*INSTRUCTIONS FOR THE TASK*
Within the records that follow, find every line containing the string "negative". Copy those lines.

************

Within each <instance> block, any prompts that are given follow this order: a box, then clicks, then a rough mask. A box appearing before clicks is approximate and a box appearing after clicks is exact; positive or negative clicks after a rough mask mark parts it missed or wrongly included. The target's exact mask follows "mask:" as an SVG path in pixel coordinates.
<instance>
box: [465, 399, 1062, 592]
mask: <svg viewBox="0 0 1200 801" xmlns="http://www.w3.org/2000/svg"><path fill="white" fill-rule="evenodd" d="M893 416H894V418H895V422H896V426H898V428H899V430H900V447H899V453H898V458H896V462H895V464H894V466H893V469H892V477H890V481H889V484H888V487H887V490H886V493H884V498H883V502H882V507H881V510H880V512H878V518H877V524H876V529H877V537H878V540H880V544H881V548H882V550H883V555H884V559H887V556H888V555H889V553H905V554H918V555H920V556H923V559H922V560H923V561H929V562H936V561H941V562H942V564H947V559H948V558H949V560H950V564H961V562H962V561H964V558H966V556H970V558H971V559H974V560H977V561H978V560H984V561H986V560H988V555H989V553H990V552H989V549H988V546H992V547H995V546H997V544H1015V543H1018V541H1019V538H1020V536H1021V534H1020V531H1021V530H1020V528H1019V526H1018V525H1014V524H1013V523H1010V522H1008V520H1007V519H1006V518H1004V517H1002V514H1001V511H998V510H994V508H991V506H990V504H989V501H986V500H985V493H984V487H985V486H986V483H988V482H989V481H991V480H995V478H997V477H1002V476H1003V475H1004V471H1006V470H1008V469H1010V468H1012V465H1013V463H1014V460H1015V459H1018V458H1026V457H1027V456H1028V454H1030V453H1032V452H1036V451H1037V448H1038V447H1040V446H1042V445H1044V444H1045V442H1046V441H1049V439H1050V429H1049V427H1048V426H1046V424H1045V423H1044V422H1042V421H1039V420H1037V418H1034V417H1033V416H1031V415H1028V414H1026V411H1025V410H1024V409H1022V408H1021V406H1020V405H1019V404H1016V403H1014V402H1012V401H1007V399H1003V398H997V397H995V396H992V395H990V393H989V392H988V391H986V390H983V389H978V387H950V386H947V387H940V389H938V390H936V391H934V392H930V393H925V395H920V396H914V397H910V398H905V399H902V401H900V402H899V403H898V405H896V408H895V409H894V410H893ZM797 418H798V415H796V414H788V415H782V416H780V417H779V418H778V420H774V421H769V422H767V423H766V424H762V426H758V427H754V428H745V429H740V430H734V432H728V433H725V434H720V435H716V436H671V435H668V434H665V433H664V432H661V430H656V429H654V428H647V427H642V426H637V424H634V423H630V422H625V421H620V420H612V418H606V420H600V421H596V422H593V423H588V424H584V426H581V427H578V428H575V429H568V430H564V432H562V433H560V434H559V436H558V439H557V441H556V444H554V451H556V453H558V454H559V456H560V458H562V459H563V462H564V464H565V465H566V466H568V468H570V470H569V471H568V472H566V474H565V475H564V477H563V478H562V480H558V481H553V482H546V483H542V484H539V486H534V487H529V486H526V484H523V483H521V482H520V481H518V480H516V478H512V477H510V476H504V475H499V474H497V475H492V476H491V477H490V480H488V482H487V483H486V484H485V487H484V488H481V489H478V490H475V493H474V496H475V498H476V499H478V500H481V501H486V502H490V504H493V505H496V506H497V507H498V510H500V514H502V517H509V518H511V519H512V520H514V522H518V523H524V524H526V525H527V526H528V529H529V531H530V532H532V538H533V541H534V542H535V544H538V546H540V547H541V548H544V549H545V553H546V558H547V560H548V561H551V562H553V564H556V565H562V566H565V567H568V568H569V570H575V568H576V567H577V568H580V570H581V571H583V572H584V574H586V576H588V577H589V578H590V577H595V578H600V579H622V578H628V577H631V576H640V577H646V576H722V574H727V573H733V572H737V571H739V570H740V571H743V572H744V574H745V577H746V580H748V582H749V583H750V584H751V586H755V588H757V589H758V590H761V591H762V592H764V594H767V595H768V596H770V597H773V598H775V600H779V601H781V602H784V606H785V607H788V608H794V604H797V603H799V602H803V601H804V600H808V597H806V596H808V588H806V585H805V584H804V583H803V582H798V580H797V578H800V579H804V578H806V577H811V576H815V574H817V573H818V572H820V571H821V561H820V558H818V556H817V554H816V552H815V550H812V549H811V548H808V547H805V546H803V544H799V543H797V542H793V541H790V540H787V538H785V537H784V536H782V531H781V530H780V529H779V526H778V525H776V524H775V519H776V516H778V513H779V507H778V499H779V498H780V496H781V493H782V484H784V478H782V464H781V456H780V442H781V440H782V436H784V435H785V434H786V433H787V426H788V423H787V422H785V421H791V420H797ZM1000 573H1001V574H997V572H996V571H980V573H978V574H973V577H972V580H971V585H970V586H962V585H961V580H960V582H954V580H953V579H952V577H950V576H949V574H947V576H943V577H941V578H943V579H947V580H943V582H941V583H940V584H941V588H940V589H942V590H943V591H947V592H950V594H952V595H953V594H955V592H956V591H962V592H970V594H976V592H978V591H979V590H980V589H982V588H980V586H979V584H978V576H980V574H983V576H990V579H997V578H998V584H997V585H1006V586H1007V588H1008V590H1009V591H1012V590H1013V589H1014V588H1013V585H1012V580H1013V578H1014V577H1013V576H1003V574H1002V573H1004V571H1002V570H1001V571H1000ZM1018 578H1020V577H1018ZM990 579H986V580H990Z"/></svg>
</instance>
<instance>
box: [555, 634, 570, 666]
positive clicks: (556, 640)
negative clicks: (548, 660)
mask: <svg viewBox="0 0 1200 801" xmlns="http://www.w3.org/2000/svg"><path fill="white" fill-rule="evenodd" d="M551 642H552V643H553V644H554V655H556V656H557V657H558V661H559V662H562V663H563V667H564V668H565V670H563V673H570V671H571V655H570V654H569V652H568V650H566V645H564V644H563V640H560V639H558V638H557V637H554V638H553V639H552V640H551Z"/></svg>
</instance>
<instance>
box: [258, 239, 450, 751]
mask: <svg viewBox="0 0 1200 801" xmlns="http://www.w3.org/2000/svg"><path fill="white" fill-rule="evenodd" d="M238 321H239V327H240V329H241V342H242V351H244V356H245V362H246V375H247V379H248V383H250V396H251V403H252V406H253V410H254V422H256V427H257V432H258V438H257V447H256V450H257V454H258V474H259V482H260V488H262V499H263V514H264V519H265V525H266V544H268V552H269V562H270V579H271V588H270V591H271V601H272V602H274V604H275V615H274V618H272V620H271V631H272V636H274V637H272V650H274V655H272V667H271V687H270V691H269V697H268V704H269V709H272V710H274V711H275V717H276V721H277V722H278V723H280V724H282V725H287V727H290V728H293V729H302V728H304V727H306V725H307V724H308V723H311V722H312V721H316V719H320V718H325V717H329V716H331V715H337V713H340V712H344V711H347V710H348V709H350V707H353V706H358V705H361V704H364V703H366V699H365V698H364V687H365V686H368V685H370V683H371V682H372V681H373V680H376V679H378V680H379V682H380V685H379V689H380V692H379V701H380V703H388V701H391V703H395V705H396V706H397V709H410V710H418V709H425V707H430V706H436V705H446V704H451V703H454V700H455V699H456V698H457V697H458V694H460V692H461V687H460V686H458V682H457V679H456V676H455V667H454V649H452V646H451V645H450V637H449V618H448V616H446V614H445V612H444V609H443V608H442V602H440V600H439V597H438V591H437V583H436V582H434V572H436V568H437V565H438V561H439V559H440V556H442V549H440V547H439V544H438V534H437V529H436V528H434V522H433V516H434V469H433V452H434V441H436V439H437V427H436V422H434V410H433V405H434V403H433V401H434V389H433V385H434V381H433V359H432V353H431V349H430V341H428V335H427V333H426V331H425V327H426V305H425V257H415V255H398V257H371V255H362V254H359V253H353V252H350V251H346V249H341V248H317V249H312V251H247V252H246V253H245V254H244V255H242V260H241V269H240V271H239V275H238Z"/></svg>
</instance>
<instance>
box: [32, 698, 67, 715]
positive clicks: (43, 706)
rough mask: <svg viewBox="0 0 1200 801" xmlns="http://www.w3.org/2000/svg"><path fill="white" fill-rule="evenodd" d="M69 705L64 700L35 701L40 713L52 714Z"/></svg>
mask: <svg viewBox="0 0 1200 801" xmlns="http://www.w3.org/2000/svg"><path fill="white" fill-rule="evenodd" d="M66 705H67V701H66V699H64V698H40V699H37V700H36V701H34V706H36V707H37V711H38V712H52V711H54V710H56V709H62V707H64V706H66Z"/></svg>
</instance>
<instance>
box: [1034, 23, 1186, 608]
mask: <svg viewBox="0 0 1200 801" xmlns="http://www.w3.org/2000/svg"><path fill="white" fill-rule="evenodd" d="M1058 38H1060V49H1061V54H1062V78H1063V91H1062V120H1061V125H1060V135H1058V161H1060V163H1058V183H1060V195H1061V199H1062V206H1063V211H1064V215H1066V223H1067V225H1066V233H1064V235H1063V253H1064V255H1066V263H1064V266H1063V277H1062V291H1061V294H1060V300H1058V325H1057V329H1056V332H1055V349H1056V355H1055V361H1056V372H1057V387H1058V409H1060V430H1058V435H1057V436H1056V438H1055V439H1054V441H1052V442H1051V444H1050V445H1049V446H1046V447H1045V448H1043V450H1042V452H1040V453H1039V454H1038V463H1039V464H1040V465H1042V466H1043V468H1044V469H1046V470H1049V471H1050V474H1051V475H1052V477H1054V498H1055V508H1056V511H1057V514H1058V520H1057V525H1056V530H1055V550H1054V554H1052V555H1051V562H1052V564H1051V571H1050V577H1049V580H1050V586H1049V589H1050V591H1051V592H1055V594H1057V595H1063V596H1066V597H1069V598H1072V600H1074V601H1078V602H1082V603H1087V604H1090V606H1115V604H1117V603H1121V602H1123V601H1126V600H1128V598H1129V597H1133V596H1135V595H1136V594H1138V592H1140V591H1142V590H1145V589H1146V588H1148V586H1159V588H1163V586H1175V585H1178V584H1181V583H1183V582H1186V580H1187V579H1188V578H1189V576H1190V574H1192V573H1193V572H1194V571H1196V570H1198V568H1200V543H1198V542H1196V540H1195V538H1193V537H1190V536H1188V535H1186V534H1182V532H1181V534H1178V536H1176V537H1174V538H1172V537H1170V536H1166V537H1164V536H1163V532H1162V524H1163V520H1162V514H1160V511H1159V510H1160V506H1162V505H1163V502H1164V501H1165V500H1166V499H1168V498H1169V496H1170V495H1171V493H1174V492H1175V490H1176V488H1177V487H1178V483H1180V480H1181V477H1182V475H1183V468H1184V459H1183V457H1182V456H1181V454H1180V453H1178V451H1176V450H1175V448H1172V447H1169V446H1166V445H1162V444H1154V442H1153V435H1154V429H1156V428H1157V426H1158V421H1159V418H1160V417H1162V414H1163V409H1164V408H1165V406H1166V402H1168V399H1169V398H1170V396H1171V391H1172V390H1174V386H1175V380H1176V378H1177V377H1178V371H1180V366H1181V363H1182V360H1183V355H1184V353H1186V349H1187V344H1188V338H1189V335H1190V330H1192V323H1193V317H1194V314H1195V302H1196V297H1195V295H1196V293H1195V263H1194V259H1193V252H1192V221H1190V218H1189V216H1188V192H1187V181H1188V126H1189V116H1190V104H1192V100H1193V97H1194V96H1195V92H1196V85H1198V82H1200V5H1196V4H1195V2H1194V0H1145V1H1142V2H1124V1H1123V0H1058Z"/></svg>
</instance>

************

*FINISHED TASK*
Within each <instance> block, any prompts that are given follow this order: a box, then clicks, then a rough mask. A box appearing before clicks is approximate and a box appearing after clicks is exact; positive or negative clicks after a rough mask mark parts it missed or wrongly included. The target's exact mask follows "mask:" as an SVG path in pixel coordinates.
negative clicks: (548, 660)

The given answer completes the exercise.